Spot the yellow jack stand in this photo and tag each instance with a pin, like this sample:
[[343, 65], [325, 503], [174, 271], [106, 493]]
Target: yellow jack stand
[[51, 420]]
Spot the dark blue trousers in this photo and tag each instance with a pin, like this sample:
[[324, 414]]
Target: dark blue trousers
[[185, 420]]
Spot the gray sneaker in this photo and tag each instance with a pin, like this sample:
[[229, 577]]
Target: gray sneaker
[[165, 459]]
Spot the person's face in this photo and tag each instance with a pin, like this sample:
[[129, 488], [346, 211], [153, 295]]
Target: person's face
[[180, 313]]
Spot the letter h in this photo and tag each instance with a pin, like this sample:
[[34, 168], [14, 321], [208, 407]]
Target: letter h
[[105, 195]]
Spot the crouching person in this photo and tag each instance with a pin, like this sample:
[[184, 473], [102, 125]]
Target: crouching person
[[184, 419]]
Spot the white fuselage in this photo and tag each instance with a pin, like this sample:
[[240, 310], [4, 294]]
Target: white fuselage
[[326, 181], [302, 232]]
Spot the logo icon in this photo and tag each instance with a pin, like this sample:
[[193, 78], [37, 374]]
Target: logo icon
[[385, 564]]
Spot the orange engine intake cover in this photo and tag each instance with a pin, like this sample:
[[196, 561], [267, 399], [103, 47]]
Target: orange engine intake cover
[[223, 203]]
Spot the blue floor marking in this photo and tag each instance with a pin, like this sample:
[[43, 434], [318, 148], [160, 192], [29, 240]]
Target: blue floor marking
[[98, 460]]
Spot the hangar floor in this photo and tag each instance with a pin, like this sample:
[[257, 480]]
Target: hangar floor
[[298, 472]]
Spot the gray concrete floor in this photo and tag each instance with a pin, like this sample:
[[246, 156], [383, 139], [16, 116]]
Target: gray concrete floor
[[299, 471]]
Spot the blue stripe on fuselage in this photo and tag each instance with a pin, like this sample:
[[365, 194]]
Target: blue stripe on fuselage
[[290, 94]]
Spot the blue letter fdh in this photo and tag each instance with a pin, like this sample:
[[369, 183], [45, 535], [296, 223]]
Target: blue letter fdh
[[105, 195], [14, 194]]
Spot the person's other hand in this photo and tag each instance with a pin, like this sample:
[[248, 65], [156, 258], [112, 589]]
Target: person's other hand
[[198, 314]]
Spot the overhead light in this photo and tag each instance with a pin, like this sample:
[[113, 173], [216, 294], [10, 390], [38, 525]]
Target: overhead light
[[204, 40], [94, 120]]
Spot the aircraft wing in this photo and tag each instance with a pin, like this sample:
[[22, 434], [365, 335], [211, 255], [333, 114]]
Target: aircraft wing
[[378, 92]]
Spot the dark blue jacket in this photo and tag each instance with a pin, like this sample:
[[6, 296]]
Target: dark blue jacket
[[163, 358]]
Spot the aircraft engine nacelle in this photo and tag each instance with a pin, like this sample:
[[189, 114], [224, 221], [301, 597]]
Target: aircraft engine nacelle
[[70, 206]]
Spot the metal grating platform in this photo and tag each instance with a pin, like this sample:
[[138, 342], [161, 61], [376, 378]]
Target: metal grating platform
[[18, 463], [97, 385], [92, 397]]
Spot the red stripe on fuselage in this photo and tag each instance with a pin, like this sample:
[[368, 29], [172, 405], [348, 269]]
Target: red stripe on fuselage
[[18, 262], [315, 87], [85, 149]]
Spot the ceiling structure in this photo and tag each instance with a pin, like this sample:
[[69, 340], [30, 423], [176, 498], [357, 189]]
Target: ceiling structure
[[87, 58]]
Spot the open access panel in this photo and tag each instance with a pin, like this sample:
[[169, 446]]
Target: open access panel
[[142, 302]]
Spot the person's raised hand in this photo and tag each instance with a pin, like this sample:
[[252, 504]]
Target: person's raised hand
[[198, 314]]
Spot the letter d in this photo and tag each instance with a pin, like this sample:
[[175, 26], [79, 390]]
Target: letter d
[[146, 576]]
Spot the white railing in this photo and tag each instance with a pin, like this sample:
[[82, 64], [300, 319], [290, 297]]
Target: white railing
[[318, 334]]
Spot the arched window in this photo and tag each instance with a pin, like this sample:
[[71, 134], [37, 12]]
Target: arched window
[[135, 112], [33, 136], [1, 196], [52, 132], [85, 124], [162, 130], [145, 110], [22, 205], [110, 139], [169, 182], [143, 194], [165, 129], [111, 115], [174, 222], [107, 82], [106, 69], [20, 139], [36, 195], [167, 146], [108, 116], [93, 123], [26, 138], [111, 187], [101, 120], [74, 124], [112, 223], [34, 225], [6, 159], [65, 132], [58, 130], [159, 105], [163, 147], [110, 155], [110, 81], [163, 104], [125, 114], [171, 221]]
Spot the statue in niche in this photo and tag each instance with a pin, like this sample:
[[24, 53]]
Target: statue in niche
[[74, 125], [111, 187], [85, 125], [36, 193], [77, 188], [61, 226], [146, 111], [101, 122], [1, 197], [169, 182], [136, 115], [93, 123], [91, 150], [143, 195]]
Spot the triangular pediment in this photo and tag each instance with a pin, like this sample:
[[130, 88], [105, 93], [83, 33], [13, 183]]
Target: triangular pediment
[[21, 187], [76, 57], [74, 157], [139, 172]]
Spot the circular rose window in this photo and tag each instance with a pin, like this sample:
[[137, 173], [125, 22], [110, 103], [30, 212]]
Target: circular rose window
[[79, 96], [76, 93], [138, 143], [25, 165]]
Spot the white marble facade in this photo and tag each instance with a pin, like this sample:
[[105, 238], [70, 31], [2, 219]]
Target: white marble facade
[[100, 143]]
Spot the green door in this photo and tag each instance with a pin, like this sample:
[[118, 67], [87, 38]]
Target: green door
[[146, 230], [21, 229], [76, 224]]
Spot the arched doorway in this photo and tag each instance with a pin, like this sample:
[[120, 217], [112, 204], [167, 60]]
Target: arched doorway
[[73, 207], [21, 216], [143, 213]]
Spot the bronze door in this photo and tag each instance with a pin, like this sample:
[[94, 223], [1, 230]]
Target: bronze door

Exercise >>
In the listing above, substitute "mark every occurrence with a point" for every occurrence of "tag each instance with a pin" and reproduce the lines with nothing else changed.

Exercise response >>
Spot the yellow jack stand in this photo and mark every occurrence with a point, like this sample:
[[343, 65], [325, 503], [174, 271], [106, 493]]
Target: yellow jack stand
[[51, 420]]
Spot the dark blue trousers in this photo and mark every occurrence with a point, like this sample:
[[324, 414]]
Target: dark blue trousers
[[185, 420]]
Spot the gray sneaker in this photo and mark every occurrence with a point, like this sample:
[[229, 577]]
Target: gray sneaker
[[165, 459]]
Spot the person's face in this photo and mark every occurrence with a point, like this sample:
[[129, 488], [346, 211], [153, 295]]
Target: person's face
[[180, 313]]
Spot the letter h in this photo and mark every occurrence with a point, like this sample:
[[34, 168], [14, 321], [208, 407]]
Target: letter h
[[105, 195]]
Spot the crouching person in this photo and mark every occurrence with a point, like this sample:
[[184, 473], [102, 125]]
Target: crouching person
[[184, 419]]
Spot the white fuselage in this photo and mark every occurrence with a point, like this sample:
[[240, 310], [4, 294]]
Target: white fuselage
[[326, 181], [302, 232]]
Spot the logo icon in this photo and mark every occurrence with a point, like this sample:
[[193, 78], [37, 374]]
Target: logo icon
[[385, 564]]
Spot the orange engine intake cover in this photo and mark every occurrence with a point, like this sample:
[[196, 561], [267, 399], [103, 47]]
Target: orange engine intake cover
[[223, 203]]
Spot the blue floor marking in this photo and mark every occurrence with a point, like this sample:
[[43, 434], [318, 148], [160, 192], [29, 240]]
Target: blue floor marking
[[98, 460]]
Spot the hangar floor in this photo and mark every occurrence with a point, like this sample:
[[257, 480]]
Target: hangar floor
[[298, 472]]
Spot the gray concrete floor in this photo and mark every occurrence with a point, like this sample:
[[246, 156], [383, 139], [16, 116]]
Target: gray concrete floor
[[299, 471]]
Spot the blue stripe on fuselage in this photo and mark every occurrence with a point, like this sample:
[[365, 194]]
Target: blue stripe on fuselage
[[290, 94]]
Spot the blue letter fdh in this photo and mark every occurrence with a point, like this sample:
[[369, 183], [45, 535], [296, 223]]
Target: blue letter fdh
[[105, 195], [14, 194]]
Spot the person's other hand in this photo and mark every occurrence with a point, like this sample:
[[248, 65], [156, 258], [112, 589]]
Target: person's other hand
[[198, 314]]
Spot the overhead light in this photo and mark every occurrence with a point, like this sample:
[[113, 173], [216, 294], [10, 390], [38, 525]]
Target: overhead light
[[204, 40], [94, 120]]
Spot the aircraft wing in this photo and mark every occurrence with a point, like this sample:
[[22, 434], [365, 335], [211, 255], [333, 114]]
Target: aircraft wing
[[378, 92]]
Spot the dark blue jacket in this photo and mark every occurrence with a point, like this sample:
[[6, 296]]
Target: dark blue jacket
[[163, 358]]
Spot the aircraft engine nacelle in this photo and mark every occurrence with a point, like this sample:
[[189, 114], [224, 221], [301, 597]]
Target: aircraft engine nacelle
[[70, 206]]
Spot the metal grating platform in this photo and mark every occurrence with a point, like this sample:
[[138, 342], [161, 61], [376, 378]]
Target: metal grating platform
[[18, 463], [97, 385], [92, 397]]
Spot the red stripe on fuselage in this photo and mark every occurrence with a point, like this sample:
[[368, 29], [172, 405], [348, 269]]
Target: red stripe on fuselage
[[18, 262], [315, 87], [85, 149]]
Spot the ceiling structure in this photo and mark every occurrence with a point, like this sample:
[[69, 340], [30, 423], [176, 498], [357, 189]]
Target: ceiling structure
[[87, 58]]
Spot the open access panel in this photo and mark every occurrence with a point, like this sample:
[[169, 446]]
Target: open access panel
[[142, 302]]
Spot the person's raised hand in this photo and mark every occurrence with a point, like this sample:
[[252, 504]]
Target: person's raised hand
[[198, 314]]
Spot the letter d in this photo and mark every occurrence with a point, like this sample:
[[175, 26], [79, 390]]
Target: letter d
[[146, 576]]
Spot the white railing in this photo and mark every occurrence with a point, like this sample:
[[82, 64], [300, 319], [290, 297]]
Target: white railing
[[318, 334]]
Spot the arched window in this photo and mark every occurrence with a point, like this sample:
[[71, 134], [37, 12]]
Target: arched window
[[135, 112], [33, 136], [1, 196], [52, 132], [85, 124], [162, 130], [145, 110], [22, 205], [110, 139], [169, 182], [143, 194], [165, 129], [111, 115], [174, 222], [107, 82], [106, 69], [20, 139], [36, 195], [167, 146], [108, 116], [93, 123], [26, 138], [111, 187], [101, 120], [74, 124], [112, 223], [34, 225], [6, 159], [65, 132], [58, 130], [159, 105], [163, 147], [110, 155], [110, 81], [163, 104], [125, 114], [171, 221]]
Spot the statue in niche in this photo and mark every occurrence with a point, like this sample:
[[24, 53]]
Target: statue in niche
[[74, 125], [111, 187], [85, 125], [36, 193], [77, 188], [61, 226], [146, 111], [101, 122], [1, 197], [169, 182], [136, 115], [93, 123], [91, 150], [143, 195]]
Spot the triangular pediment in this photo and mark every occurrence with a point, like this sample:
[[130, 88], [105, 93], [83, 33], [13, 183]]
Target: triangular pediment
[[21, 187], [76, 57], [74, 157], [139, 172]]
Spot the circular rose window in this photo and mark every occurrence with a point, like this sample:
[[137, 173], [125, 22], [110, 103], [30, 212]]
Target: circular rose window
[[79, 96], [76, 93], [138, 143], [25, 165]]
Spot the white marble facade in this photo and mark every occurrence with a point, like this sample:
[[105, 238], [70, 31], [2, 219]]
Target: white marble facade
[[100, 143]]
Spot the green door in this photo and mark every occurrence with a point, like this sample:
[[118, 67], [87, 38]]
Target: green door
[[146, 230], [21, 229], [76, 224]]
Spot the arched doorway in this photo and mark every occurrence with a point, like this sample:
[[120, 217], [112, 204], [167, 60]]
Target: arched doorway
[[73, 207], [21, 216], [143, 213]]
Spot the bronze door in this photo and mark every occurrence with a point, like this sample:
[[94, 223], [1, 230]]
Target: bronze door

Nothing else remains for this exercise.